-- begin Data entries --

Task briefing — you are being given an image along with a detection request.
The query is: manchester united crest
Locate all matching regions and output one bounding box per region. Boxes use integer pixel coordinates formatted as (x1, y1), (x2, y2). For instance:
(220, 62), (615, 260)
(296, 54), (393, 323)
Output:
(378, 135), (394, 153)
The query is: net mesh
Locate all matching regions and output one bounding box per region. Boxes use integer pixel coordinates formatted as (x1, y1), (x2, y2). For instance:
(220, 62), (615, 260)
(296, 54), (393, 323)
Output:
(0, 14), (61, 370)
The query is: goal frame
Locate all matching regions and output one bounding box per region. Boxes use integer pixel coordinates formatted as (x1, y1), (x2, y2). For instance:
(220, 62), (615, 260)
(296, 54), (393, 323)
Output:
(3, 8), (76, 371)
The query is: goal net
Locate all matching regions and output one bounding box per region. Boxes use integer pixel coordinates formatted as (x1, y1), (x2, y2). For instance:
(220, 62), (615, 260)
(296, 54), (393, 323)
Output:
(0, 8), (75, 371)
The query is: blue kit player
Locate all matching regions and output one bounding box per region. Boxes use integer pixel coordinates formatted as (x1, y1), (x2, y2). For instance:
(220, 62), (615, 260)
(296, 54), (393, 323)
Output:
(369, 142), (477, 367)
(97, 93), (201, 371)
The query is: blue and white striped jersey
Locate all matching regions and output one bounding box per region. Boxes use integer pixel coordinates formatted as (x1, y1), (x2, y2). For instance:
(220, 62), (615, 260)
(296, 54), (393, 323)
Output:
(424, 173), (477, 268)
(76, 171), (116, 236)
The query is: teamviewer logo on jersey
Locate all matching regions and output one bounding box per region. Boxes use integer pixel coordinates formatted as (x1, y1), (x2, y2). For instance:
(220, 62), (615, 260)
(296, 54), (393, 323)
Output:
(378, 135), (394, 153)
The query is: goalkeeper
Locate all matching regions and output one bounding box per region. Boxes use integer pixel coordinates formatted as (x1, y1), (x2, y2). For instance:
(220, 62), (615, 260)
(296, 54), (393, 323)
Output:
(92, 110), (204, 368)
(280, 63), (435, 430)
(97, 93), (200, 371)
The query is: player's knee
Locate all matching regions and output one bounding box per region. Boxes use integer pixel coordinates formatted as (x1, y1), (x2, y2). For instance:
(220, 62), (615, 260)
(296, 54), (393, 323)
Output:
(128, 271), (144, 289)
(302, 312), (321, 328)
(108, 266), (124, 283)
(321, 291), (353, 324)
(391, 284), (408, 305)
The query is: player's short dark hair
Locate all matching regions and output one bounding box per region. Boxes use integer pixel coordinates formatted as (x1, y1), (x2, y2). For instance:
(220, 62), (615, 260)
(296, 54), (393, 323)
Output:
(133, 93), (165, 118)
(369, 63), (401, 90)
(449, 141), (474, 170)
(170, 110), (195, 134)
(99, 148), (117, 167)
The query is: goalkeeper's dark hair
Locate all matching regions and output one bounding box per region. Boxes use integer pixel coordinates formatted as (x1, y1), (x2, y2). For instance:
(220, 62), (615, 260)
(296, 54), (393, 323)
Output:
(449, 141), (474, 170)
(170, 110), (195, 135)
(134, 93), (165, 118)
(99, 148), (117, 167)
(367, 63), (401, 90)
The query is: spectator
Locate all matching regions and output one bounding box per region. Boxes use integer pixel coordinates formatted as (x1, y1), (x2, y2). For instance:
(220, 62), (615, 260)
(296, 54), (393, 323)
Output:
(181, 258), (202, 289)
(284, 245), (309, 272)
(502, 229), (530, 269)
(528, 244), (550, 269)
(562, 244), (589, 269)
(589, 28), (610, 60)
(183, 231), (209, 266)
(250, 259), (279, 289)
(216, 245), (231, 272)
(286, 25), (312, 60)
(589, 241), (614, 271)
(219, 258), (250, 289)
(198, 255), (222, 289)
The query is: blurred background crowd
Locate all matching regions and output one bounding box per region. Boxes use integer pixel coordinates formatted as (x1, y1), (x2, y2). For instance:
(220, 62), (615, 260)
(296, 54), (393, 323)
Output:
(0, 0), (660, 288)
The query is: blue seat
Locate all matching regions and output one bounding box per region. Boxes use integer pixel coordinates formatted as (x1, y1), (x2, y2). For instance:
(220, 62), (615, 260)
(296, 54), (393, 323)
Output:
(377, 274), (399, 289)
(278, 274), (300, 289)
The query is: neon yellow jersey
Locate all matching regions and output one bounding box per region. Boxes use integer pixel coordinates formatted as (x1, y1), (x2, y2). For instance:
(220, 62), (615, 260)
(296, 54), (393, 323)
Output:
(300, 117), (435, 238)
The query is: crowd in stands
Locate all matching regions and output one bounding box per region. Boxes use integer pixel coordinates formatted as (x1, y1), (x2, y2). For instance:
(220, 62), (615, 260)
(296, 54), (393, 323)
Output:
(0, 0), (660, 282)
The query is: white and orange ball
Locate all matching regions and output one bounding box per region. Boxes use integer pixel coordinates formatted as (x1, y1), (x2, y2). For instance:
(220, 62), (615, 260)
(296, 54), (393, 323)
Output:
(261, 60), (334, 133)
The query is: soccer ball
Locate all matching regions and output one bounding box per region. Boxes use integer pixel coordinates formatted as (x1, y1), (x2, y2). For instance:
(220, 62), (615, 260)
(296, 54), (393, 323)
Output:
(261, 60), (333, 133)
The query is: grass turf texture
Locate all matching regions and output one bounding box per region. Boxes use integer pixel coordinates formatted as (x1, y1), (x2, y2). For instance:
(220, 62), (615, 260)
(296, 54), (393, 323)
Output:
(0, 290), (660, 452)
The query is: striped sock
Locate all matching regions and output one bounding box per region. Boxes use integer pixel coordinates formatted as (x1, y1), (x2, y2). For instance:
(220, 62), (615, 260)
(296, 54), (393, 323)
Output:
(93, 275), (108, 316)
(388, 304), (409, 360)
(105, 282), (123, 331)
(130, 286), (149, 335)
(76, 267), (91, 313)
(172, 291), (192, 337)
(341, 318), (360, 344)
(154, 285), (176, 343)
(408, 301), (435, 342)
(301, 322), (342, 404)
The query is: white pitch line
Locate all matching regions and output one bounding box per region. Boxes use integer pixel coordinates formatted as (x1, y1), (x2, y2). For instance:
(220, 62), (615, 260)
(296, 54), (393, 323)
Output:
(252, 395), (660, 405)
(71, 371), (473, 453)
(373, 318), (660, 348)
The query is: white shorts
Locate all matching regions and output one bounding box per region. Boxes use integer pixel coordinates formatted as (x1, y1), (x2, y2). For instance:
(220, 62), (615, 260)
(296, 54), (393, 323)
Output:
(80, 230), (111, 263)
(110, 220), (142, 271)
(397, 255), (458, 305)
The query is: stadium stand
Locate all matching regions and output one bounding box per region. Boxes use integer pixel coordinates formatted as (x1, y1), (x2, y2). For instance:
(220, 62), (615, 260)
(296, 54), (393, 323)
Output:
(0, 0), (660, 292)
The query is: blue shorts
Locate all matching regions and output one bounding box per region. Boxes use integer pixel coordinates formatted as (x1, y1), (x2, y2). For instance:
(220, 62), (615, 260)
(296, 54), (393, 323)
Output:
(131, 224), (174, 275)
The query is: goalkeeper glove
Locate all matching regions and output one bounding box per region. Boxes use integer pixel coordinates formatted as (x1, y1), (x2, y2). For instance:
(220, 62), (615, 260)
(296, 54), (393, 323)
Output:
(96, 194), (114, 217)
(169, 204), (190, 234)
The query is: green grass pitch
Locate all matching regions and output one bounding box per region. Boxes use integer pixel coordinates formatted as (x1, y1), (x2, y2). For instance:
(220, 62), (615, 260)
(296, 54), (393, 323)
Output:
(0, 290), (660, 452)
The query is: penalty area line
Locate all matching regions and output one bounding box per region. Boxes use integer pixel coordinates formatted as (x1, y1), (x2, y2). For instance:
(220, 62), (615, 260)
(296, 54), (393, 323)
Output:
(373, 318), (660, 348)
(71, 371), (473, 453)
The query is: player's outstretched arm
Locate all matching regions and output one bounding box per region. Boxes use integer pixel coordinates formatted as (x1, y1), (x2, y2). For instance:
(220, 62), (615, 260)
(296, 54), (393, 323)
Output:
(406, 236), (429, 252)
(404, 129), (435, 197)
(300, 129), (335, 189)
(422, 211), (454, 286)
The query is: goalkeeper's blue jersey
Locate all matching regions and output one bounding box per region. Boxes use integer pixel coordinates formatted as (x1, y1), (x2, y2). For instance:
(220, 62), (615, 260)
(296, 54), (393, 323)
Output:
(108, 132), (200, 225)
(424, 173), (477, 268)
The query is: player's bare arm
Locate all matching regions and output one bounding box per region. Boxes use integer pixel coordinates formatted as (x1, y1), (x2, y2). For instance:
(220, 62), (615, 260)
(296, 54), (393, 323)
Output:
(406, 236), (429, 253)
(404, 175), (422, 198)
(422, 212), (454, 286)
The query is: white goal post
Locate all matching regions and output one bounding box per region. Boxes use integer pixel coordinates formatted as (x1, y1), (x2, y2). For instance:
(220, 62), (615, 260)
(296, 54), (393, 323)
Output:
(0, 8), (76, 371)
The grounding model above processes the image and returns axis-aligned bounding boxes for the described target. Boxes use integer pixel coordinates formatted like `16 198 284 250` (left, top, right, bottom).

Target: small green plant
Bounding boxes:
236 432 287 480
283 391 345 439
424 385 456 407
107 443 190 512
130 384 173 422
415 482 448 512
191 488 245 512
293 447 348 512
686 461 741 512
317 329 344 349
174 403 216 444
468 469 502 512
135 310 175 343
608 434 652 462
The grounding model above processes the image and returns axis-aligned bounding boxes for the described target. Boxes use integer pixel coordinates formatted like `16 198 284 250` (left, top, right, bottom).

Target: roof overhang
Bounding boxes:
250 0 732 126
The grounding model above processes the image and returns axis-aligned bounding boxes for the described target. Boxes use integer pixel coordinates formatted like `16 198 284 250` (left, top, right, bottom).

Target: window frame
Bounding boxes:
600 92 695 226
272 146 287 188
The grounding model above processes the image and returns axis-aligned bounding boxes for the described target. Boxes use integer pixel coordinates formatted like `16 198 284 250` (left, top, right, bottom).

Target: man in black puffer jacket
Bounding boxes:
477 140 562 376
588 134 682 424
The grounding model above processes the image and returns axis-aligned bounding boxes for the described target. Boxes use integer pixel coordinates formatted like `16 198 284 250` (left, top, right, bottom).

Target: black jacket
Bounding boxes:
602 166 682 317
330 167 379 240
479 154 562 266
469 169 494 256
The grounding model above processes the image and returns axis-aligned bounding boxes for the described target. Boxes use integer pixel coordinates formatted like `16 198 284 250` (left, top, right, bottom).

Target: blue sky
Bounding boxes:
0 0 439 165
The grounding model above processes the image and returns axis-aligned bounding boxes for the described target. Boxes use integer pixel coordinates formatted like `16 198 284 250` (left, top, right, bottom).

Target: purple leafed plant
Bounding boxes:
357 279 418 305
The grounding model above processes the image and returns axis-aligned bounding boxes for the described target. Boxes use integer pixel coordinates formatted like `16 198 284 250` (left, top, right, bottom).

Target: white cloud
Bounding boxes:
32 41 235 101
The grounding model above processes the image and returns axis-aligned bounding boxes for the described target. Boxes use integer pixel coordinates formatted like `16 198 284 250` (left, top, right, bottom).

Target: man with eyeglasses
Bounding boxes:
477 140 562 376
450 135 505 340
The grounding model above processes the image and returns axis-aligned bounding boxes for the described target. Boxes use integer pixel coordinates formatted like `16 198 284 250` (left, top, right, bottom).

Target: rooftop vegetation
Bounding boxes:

-- end Data entries --

Exercise goal
Report how many lines of the material above contain the word "dark", counting only matches in the same case. Give the number alone.

Written solution
2